● Prompt
What the task needs is every record repeated exactly, nothing more.

[Records contained in a dataset]
Segment Open
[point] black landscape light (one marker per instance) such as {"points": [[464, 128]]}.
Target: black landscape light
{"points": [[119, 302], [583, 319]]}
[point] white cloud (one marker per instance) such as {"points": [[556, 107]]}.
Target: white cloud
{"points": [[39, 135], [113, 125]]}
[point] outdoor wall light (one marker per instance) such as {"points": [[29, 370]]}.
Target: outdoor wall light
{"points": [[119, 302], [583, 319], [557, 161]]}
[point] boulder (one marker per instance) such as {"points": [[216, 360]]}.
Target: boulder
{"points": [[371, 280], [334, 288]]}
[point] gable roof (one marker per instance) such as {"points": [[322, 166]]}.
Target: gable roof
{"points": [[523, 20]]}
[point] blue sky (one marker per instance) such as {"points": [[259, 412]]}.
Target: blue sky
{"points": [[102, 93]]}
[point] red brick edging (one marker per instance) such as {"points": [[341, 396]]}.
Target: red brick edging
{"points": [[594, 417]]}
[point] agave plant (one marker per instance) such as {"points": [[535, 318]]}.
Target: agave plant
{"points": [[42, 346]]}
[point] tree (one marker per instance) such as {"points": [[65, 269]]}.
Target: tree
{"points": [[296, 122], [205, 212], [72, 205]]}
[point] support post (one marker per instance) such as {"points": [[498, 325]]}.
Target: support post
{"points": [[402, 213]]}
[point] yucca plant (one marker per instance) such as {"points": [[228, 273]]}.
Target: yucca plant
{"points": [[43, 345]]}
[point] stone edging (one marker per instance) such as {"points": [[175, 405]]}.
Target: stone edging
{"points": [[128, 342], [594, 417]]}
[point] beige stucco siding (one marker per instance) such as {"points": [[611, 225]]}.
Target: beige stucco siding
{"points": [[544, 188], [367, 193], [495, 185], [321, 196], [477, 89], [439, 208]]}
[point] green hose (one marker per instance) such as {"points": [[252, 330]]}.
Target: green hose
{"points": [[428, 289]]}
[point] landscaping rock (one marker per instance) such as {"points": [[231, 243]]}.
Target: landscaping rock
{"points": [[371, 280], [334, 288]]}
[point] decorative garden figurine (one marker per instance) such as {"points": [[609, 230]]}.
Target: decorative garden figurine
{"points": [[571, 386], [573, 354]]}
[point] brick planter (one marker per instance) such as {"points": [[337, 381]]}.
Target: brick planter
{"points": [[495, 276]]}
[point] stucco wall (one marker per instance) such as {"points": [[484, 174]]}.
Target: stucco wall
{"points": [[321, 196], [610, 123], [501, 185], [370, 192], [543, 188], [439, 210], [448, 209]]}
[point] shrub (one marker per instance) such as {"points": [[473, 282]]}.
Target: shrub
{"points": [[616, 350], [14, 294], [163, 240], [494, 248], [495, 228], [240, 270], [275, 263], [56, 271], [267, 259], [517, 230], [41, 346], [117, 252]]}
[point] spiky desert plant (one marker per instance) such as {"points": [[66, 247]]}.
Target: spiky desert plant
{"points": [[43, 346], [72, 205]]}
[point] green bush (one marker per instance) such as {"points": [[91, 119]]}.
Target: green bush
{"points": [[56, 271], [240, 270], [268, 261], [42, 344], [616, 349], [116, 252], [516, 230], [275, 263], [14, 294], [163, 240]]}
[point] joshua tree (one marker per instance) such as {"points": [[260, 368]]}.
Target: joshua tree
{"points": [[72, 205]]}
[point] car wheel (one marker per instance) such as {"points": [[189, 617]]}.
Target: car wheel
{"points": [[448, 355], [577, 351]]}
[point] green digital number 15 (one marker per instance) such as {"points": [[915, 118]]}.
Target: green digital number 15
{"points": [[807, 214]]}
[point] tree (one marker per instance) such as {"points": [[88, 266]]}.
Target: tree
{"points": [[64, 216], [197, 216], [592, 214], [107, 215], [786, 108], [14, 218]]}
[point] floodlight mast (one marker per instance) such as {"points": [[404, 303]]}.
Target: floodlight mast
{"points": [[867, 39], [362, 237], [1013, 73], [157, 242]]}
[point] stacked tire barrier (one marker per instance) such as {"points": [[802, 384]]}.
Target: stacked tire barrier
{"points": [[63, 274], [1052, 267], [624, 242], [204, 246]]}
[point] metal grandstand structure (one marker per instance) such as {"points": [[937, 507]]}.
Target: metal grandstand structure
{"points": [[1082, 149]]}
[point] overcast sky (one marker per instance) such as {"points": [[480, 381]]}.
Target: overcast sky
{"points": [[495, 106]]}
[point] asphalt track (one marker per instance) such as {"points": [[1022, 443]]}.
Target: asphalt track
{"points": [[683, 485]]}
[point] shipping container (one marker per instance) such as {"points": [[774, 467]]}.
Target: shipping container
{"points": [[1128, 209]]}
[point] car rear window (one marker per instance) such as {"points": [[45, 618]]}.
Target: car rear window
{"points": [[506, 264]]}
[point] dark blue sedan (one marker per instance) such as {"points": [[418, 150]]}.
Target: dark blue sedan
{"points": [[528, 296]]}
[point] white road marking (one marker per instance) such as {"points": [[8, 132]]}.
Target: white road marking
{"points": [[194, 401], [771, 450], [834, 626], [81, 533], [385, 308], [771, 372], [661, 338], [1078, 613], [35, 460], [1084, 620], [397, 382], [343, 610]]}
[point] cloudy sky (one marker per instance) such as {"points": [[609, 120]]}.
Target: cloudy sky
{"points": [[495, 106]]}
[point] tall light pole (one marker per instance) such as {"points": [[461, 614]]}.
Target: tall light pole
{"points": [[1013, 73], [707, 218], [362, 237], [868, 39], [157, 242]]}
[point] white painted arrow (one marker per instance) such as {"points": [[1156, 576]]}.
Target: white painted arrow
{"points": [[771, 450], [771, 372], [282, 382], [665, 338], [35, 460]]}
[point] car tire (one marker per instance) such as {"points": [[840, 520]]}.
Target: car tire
Segment Closed
● Completed task
[point] black landscape light (one marker per instance) such as {"points": [[464, 128]]}.
Target: black landscape light
{"points": [[119, 302], [583, 319]]}
[point] white cloud (one marker per instance) such as {"points": [[556, 107]]}.
Target: white cloud
{"points": [[39, 135], [113, 125]]}
[point] outdoor wall light (one marker per instance) such as {"points": [[29, 370]]}.
Target: outdoor wall light
{"points": [[119, 302], [583, 319], [557, 161]]}
[point] boulder (one marker per instance) such as {"points": [[216, 360]]}.
Target: boulder
{"points": [[371, 280], [334, 288]]}
[point] gable roof (one marker per instance) such as {"points": [[322, 166]]}.
Target: gable roof
{"points": [[523, 20]]}
[point] blue sky (one marker per instance) such as {"points": [[259, 412]]}.
Target: blue sky
{"points": [[102, 93]]}
[point] red brick edging (one marker per instance) such as {"points": [[341, 396]]}.
Target: red brick edging
{"points": [[594, 417]]}
[point] agave plant (one marker per instance) such as {"points": [[535, 318]]}.
Target: agave plant
{"points": [[42, 346]]}
[point] tree (one marker per instance) such as {"points": [[65, 269]]}.
Target: tree
{"points": [[296, 122], [205, 212], [72, 205]]}
[point] support post (one marker per instance) such as {"points": [[498, 325]]}.
Target: support post
{"points": [[402, 213]]}
[point] yucca plant (one marker per instance) such as {"points": [[228, 273]]}.
Target: yucca plant
{"points": [[43, 345]]}
[point] stone edging (one marker per instance) such as {"points": [[175, 405]]}.
Target: stone edging
{"points": [[128, 342], [594, 417]]}
[point] beige stucco siding (one marker per instance) such as {"points": [[611, 225]]}.
Target: beige stucco siding
{"points": [[544, 188], [367, 193], [495, 185], [321, 196], [477, 89], [439, 208]]}
[point] green hose (one marker per instance) such as {"points": [[252, 330]]}.
Target: green hose
{"points": [[428, 289]]}
[point] landscaping rock (one marker per instance) such as {"points": [[231, 243]]}.
Target: landscaping rock
{"points": [[371, 280], [334, 288]]}
[point] decorative garden figurine (one marker per instance) such as {"points": [[609, 230]]}.
Target: decorative garden figurine
{"points": [[571, 386], [573, 354]]}
[point] brick planter (one marker per instance) such as {"points": [[337, 381]]}.
Target: brick planter
{"points": [[495, 276]]}
[point] stucco wall (one marker per instance) such as {"points": [[484, 174]]}.
Target: stucco wall
{"points": [[321, 196], [610, 123], [501, 185], [370, 192], [543, 188], [439, 210], [448, 209]]}
[point] shrub (one marker per instance) such as {"points": [[473, 282]]}.
Target: shrub
{"points": [[616, 350], [14, 294], [163, 240], [494, 248], [495, 228], [240, 270], [275, 263], [56, 271], [267, 259], [517, 230], [41, 346], [117, 252]]}
[point] spiky desert plant (one marker per instance) such as {"points": [[66, 247]]}.
Target: spiky desert plant
{"points": [[43, 346], [72, 205]]}
[point] green bush (one marker per instance) such as {"points": [[91, 119]]}.
Target: green bush
{"points": [[56, 271], [240, 270], [268, 261], [42, 344], [616, 349], [116, 252], [516, 230], [275, 263], [14, 294], [163, 240]]}
[point] joshua tree (one marker per instance) such as {"points": [[260, 368]]}.
Target: joshua tree
{"points": [[72, 205]]}
[point] car wheel (one marker per instance) such as {"points": [[189, 617]]}.
Target: car wheel
{"points": [[448, 355], [577, 351]]}
[point] green digital number 15 (one marker per instance) such as {"points": [[915, 118]]}.
Target: green digital number 15
{"points": [[807, 214]]}
[point] tree (one marker per instance) such as {"points": [[88, 266]]}.
Target: tree
{"points": [[64, 216], [197, 216], [592, 214], [107, 215], [786, 108], [14, 218]]}
[point] floodlight mast (one marker per instance) such as {"points": [[404, 303]]}.
Target: floodlight mast
{"points": [[867, 39], [362, 237], [1013, 73], [157, 242]]}
[point] stacked tire barrier (one marker per instance) such as {"points": [[802, 384]]}.
Target: stacked tire barrier
{"points": [[63, 274], [1052, 267], [624, 242], [204, 246]]}
[point] metal grandstand structure (one marker per instance) such as {"points": [[937, 507]]}.
Target: metal grandstand structure
{"points": [[1082, 149]]}
[point] overcast sky (one marker per instance) such as {"points": [[480, 381]]}.
Target: overcast sky
{"points": [[495, 106]]}
[point] asphalt track (one marker per instance) such as {"points": [[1022, 443]]}.
Target: asphalt track
{"points": [[683, 485]]}
[point] shipping container (one marker per instance) such as {"points": [[774, 467]]}.
Target: shipping container
{"points": [[1128, 209]]}
[point] car rear window (one marker per instance) such as {"points": [[45, 618]]}.
Target: car rear window
{"points": [[506, 264]]}
[point] dark blue sedan (one marker per instance) such as {"points": [[418, 150]]}.
Target: dark blue sedan
{"points": [[528, 296]]}
[point] white road marking (one marker per instance) such as {"points": [[8, 132]]}.
Target: white road marking
{"points": [[194, 401], [771, 450], [834, 626], [81, 533], [385, 308], [771, 372], [661, 338], [1078, 613], [35, 460], [1084, 620], [397, 382], [343, 610]]}
[point] cloudy sky (one marker per instance) such as {"points": [[609, 120]]}.
Target: cloudy sky
{"points": [[495, 106]]}
[point] tall light pole (one marker per instance) such as {"points": [[461, 614]]}.
Target: tall light pole
{"points": [[1013, 73], [707, 218], [362, 237], [868, 39], [157, 242]]}
[point] white painted arrow (one marker per instance) such as {"points": [[1156, 576]]}.
Target: white painted arrow
{"points": [[771, 450], [771, 372], [282, 382], [665, 338], [35, 460]]}
[point] car tire (one marker per instance) such as {"points": [[840, 520]]}.
Target: car tire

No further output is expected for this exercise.